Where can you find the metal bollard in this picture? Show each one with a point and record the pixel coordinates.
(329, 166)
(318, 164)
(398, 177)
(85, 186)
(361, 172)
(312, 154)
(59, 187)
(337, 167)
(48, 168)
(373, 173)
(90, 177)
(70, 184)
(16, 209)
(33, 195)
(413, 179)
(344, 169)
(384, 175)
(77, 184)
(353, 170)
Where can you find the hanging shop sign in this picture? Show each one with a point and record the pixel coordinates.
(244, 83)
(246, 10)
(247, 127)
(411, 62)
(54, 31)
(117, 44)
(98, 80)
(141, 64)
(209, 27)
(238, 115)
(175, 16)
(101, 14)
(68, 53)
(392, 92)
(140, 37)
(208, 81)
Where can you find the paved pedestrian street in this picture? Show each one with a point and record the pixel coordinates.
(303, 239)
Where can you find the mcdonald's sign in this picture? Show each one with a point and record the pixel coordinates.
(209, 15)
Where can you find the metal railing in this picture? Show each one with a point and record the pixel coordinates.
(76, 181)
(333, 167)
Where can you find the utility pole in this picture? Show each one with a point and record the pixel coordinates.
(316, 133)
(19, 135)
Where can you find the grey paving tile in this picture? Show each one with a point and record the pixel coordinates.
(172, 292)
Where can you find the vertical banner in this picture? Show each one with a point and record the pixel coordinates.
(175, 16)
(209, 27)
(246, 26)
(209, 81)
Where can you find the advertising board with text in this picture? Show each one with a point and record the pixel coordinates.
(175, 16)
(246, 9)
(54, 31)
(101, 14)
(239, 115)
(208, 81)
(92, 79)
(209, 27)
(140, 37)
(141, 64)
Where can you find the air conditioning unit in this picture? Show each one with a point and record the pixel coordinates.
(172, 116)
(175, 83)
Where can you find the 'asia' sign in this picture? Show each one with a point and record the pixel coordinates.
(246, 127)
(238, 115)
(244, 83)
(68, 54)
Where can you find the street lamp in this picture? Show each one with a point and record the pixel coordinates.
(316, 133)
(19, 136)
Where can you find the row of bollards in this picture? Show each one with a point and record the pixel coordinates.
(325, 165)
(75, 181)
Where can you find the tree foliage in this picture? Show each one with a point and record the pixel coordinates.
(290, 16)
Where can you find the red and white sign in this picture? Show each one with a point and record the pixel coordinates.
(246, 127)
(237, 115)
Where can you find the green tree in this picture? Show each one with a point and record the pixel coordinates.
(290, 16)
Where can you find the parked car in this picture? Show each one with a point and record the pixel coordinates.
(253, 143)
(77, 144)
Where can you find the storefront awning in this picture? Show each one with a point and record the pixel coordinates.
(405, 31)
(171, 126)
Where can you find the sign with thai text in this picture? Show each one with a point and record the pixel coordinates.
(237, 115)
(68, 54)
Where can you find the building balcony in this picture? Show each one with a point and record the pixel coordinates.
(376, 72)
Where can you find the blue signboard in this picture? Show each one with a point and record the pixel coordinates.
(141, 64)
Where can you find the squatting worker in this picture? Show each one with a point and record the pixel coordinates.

····················

Can you copy out the entries word for word, starting at the line that contains "Where can you find the building" and ending with the final line of the entries above?

Completed exercise:
Where can you find the building balcony in this picture? Show each one with a point and record the pixel coordinates.
(376, 72)
Where can you find the blue signboard in this picture? Show each one with a point and record the pixel coordinates.
(141, 64)
Where can you find the squatting worker in this picture? Show each one with a point and record the pixel coordinates.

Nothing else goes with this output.